*Written request 1*
Could you copy, word for word, the passage of the house tour text that begins at the words "Since moving in, the" and stops after "the winter months."?

Since moving in, the couple has tended to it by hand—”all nonessential,” Emma writes, “but helpful in making the house feel like our own.” They’ve painted every room, redone the kitchen, ripped out carpet and old vinyl flooring, planted a garden, and filled the space with handed-down, pre-loved finds—and garlands and greenery for the winter months.
Join us for a look around.
Photography courtesy of Emma O’Connor (@emmaelizabethoconnor).
Above: Inside, the front hall opens into the living area. “We, my husband mostly, have done all the work ourselves, and with some help from my parents,” writes Emma. “There are still things we hope to change, and our to-do list seems unending at times, but that’s part of the fun in home ownership. We are still finishing up some details in the kitchen from the remodel that started a year ago! Our homes are ever-changing and being refined, just as we are.” The staircase, too, is in the process of being refinished. Above: A look into the dining room. “One way I love to ready our home for the cold months is to forage blooms and greens and bring them indoors,” writes Emma. “My favorites are pines and hydrangeas,” as in the iron chandelier here, draped with evergreens. Above: How to weather a long, cold winter in Saint Paul? “I truly don’t mind the colder, darker days,” writes Emma. “We embrace them with wool slippers and sweaters, warm blankets, soft candlelight many hours of the day, extra baking, and lots of soup-eating.” Above: “All of our furniture is secondhand,” writes Emma. “Most pieces have been found on Facebook Marketplace or in antiques stores. A couple are family heirlooms that have been handed down.” Many are given a fresh coat of paint, as in this armoire redone with Relaxed Navy by Valspar.At right, a multi-purpose basket stores spare pillows and blankets; see more in Object of Desire: The Olli Ella Big Luggy Basket.

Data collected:
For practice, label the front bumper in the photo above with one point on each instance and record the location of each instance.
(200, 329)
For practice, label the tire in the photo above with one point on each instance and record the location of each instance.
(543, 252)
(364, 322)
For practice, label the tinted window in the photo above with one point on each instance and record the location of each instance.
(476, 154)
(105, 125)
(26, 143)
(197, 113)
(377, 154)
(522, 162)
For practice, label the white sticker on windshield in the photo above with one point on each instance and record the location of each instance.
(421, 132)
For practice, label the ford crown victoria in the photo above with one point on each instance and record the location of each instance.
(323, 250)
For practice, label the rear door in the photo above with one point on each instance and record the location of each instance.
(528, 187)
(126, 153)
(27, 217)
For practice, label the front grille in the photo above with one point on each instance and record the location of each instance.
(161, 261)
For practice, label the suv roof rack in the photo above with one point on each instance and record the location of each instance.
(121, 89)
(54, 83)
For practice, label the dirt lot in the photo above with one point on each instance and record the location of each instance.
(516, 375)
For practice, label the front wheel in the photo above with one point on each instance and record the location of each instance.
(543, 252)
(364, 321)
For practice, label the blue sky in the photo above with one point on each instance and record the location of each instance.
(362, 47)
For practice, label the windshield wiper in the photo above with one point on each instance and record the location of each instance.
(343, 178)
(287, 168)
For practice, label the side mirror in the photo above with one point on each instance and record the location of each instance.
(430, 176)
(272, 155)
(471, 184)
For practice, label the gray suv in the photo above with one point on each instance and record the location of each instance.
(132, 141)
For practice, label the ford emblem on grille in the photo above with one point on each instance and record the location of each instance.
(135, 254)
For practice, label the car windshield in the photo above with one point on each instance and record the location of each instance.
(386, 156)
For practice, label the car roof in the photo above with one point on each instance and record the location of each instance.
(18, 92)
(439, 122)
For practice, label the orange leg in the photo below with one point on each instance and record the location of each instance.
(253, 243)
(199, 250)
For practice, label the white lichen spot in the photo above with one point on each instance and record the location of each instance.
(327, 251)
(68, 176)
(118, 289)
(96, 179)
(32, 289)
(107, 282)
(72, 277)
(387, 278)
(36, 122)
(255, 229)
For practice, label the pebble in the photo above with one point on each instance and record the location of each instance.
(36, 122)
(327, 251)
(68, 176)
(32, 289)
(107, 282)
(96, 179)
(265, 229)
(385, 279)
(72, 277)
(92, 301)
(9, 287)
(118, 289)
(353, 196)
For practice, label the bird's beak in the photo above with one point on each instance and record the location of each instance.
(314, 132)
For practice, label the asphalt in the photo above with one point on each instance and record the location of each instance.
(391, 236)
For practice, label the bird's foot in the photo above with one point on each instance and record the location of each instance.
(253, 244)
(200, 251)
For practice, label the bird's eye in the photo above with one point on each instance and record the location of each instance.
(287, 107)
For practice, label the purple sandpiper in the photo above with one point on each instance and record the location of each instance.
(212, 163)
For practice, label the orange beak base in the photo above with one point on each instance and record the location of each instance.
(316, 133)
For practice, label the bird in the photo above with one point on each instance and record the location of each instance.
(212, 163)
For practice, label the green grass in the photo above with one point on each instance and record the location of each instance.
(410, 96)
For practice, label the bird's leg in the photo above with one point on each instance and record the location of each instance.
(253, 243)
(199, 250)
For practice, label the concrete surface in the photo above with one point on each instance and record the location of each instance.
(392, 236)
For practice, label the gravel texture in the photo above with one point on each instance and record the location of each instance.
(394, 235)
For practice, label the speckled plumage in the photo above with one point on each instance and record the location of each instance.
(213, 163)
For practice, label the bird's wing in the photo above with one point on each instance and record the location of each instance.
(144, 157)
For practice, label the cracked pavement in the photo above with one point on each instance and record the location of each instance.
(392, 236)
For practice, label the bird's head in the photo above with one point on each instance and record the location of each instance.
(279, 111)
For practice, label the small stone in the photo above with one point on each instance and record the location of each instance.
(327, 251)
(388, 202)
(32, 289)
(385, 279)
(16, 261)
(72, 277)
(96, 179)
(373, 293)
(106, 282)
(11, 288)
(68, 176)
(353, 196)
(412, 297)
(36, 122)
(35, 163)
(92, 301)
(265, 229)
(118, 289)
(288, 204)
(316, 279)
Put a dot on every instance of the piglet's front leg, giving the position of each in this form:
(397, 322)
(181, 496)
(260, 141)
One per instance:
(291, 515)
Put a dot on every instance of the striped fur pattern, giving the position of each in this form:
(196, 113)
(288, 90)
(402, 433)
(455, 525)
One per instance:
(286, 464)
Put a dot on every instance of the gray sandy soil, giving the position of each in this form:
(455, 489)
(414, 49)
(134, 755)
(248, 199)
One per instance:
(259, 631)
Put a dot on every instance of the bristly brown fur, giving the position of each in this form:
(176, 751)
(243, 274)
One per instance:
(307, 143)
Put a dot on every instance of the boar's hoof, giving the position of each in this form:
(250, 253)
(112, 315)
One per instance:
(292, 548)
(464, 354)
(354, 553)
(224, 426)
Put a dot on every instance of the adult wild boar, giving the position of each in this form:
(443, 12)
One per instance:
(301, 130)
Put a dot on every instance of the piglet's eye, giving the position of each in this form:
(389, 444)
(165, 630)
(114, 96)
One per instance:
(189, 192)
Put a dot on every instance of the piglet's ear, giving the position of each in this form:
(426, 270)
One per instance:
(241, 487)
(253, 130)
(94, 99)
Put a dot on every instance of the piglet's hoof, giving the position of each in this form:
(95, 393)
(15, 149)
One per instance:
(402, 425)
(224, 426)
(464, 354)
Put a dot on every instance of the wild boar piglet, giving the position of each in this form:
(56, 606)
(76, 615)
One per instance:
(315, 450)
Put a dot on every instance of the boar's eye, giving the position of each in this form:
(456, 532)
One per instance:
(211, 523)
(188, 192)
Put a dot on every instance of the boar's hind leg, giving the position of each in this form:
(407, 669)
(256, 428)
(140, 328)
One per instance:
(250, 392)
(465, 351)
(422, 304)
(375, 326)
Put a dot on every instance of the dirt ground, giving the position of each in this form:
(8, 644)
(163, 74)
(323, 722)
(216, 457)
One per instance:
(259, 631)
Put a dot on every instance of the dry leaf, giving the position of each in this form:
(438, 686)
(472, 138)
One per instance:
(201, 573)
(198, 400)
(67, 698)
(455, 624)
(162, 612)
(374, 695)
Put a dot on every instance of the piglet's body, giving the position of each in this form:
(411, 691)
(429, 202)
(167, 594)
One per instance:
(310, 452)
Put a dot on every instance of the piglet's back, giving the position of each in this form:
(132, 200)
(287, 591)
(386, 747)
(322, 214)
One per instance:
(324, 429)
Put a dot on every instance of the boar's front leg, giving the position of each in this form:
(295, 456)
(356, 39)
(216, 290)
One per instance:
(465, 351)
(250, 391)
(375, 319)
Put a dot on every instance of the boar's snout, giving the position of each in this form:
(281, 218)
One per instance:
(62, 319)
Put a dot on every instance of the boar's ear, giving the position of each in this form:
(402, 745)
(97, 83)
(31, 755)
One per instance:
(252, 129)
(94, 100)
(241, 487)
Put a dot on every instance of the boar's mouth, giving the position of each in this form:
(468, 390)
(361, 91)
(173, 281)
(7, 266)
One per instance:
---
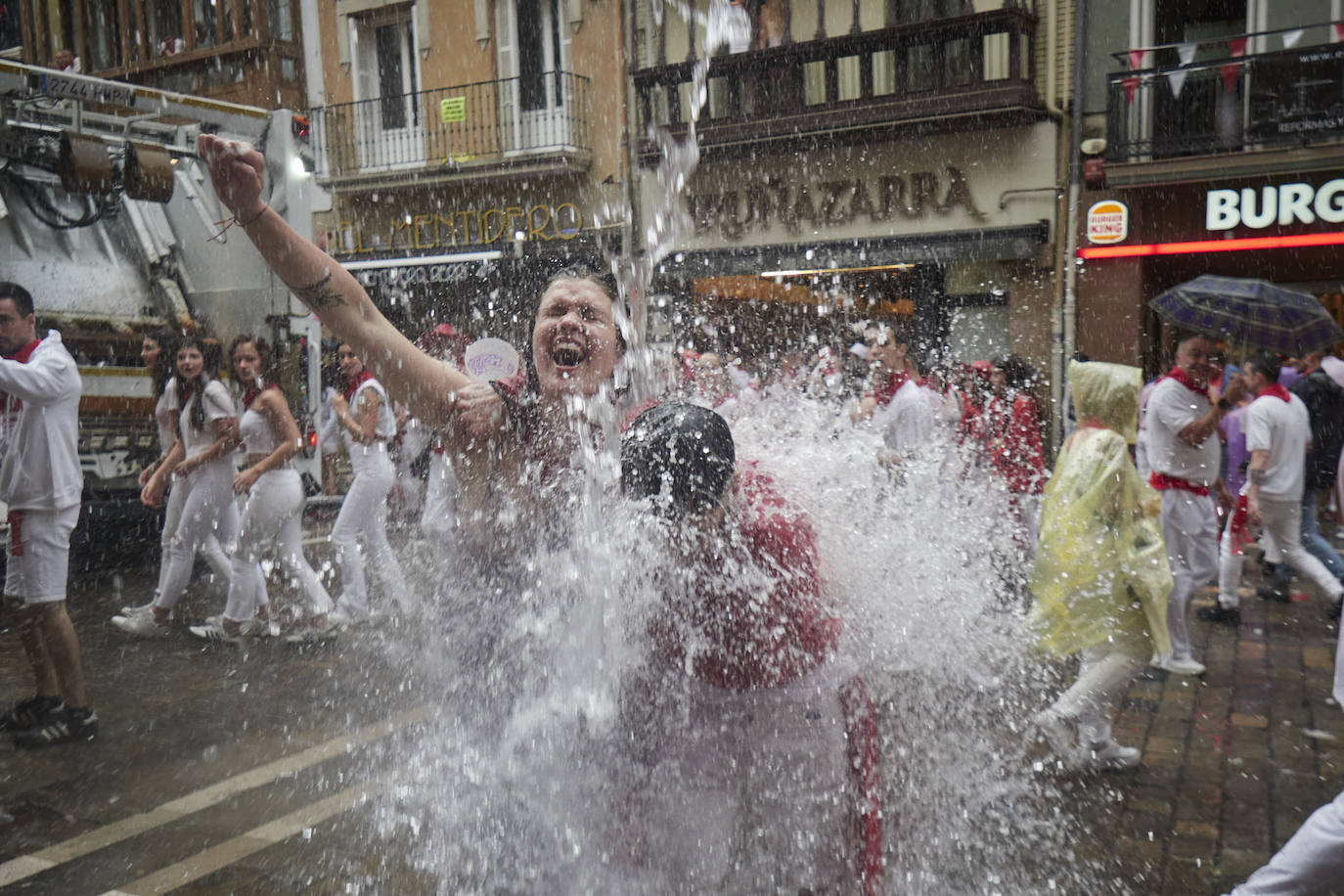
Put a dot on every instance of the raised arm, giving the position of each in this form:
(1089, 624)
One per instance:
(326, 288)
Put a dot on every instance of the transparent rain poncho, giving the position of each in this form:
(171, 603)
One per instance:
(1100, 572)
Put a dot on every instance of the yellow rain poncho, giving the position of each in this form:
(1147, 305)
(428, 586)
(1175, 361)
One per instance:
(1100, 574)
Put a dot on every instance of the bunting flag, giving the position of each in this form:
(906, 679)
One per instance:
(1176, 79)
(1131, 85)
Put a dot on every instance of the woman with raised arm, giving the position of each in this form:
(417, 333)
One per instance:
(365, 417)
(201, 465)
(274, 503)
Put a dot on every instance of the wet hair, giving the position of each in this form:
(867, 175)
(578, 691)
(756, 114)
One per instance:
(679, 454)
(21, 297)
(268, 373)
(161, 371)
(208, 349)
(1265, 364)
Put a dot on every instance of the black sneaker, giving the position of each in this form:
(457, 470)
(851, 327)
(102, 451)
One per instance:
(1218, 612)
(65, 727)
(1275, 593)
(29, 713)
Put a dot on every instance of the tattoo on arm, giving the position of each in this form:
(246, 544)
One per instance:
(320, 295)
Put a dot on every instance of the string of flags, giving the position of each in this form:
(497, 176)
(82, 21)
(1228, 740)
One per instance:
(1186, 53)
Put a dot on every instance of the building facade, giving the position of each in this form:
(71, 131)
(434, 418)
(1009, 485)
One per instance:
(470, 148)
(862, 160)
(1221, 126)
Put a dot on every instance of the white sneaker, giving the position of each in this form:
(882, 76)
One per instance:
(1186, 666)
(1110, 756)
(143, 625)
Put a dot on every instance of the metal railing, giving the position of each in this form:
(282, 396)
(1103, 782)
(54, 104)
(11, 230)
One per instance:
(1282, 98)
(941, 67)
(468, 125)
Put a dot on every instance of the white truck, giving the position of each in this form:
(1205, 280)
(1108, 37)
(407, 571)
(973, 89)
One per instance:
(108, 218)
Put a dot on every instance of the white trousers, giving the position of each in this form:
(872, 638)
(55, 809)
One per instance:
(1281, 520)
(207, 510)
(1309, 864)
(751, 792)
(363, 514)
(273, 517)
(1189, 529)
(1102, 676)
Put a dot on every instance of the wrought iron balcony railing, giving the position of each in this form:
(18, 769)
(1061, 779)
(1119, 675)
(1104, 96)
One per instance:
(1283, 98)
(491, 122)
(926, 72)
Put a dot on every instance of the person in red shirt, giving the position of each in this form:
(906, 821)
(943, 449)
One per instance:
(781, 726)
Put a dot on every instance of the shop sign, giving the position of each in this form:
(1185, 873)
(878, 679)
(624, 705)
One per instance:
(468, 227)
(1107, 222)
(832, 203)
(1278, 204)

*Written request 2*
Which lines of the records contain the string "ford"? Report each such line in full, treating uppercase and lowercase as different.

*Result 1*
Since moving in, the couple has tended to it by hand—”all nonessential,” Emma writes, “but helpful in making the house feel like our own.” They’ve painted every room, redone the kitchen, ripped out carpet and old vinyl flooring, planted a garden, and filled the space with handed-down, pre-loved finds—and garlands and greenery for the winter months.

*Result 2*
For practice, label the ford crown victoria in the photo above with one point on each instance and record the location of each instance.
For practice, label the ford emblem on grille in the photo above with one point on each instance and record the location of each instance.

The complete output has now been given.